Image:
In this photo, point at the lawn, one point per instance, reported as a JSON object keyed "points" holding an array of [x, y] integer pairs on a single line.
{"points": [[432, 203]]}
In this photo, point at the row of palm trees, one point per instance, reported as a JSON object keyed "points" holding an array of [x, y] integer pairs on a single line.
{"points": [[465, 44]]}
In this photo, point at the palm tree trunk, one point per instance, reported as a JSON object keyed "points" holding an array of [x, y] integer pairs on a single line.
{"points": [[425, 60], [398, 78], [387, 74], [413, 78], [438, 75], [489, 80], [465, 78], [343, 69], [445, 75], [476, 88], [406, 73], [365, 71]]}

------

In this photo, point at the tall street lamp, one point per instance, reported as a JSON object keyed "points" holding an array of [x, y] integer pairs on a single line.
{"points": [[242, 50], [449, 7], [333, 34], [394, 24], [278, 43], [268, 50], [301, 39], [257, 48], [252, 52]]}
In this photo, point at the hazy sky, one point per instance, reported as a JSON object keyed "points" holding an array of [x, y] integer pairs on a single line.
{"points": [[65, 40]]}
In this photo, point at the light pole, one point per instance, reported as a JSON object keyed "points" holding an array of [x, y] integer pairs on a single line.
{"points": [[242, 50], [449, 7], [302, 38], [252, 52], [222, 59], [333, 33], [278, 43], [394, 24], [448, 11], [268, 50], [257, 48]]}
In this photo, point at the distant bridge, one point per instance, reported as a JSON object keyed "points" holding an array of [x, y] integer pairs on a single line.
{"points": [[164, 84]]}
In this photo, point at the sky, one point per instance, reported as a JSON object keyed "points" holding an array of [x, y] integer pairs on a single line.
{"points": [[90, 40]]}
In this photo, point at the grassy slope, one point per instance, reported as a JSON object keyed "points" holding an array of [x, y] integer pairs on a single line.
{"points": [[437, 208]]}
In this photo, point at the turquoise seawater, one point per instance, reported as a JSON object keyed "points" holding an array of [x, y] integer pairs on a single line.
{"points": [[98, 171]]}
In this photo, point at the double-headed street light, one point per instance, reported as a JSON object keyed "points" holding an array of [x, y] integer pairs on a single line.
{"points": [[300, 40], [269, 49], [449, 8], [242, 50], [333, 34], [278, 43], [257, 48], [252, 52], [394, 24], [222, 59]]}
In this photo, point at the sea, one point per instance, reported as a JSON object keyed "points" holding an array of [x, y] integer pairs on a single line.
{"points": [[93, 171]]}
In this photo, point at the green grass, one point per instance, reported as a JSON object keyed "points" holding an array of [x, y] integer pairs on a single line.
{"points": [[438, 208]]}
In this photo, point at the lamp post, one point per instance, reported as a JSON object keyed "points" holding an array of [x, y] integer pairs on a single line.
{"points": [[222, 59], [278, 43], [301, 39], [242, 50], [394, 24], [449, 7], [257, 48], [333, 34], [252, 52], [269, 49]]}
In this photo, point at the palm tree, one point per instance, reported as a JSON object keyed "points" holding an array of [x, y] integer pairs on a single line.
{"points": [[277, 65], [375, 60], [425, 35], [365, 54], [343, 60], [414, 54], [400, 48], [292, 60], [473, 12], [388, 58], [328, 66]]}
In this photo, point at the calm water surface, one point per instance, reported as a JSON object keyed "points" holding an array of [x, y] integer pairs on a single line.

------

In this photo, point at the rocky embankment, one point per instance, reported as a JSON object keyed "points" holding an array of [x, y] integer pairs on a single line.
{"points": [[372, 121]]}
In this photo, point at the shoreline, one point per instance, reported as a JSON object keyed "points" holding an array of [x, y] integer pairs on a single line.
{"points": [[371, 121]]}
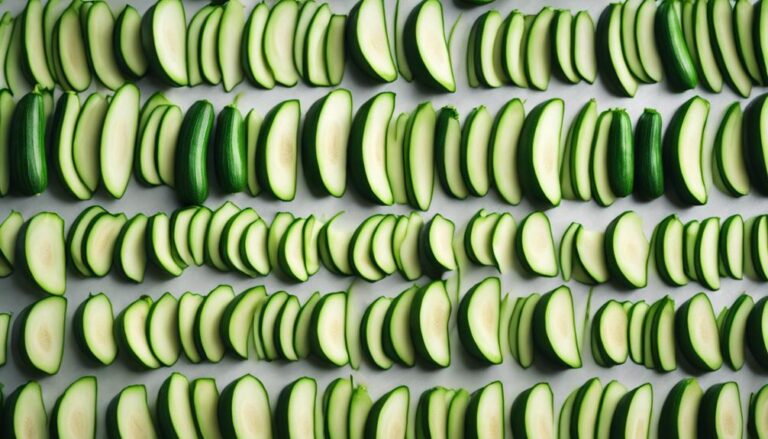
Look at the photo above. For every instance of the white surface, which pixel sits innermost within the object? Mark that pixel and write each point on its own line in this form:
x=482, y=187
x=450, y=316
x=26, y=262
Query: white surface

------

__Work to be completed__
Reproduce only the lines above spanning from the line containing "In this photo, point at the turquoise" through the line containing "In this photo, point at the calm", word for word.

__Response__
In this photo, point at the turquoise seawater, one point per instance, reported as a JSON object keyed "points" holding an array of [x, y] integer pairs on a single line.
{"points": [[98, 171]]}
In this photo, point at the double-headed street light, one point per instance, reported as a JSON object keyed "points" holding an array of [x, y] integer pairs on a single line.
{"points": [[300, 40], [269, 49], [449, 8], [242, 50], [333, 34], [278, 43], [257, 48], [252, 52], [394, 24], [222, 59]]}
In this photo, point at the sea, one point per instance, reported as a JSON object keyed "points" holding an array of [x, y] integer pairs on a single line.
{"points": [[93, 171]]}
In this photo, point at the green grass, one point per instance, reported as a JSON object keyed "points" holding an array of [x, y] integer pairs on a single line.
{"points": [[438, 208]]}
In this photo, point at the lamp post, one point per instance, reported as a JSON object keyed "points" holding an array of [x, y] integer pairs on a single line.
{"points": [[222, 59], [278, 43], [301, 39], [242, 50], [394, 24], [449, 7], [257, 48], [333, 34], [252, 52], [269, 49]]}
In this photo, point at the palm tree, one point per instance, reported as a JSON object keyed "points" holding an array of [x, y] integer pairs on a single line.
{"points": [[277, 65], [375, 60], [425, 35], [365, 54], [343, 60], [414, 54], [400, 48], [292, 60], [473, 12], [388, 58], [328, 66]]}
In this photo, point at the calm water surface, one point per instance, reported as a JSON object keyed "points" holding an array of [x, y] integer pairs on a single line.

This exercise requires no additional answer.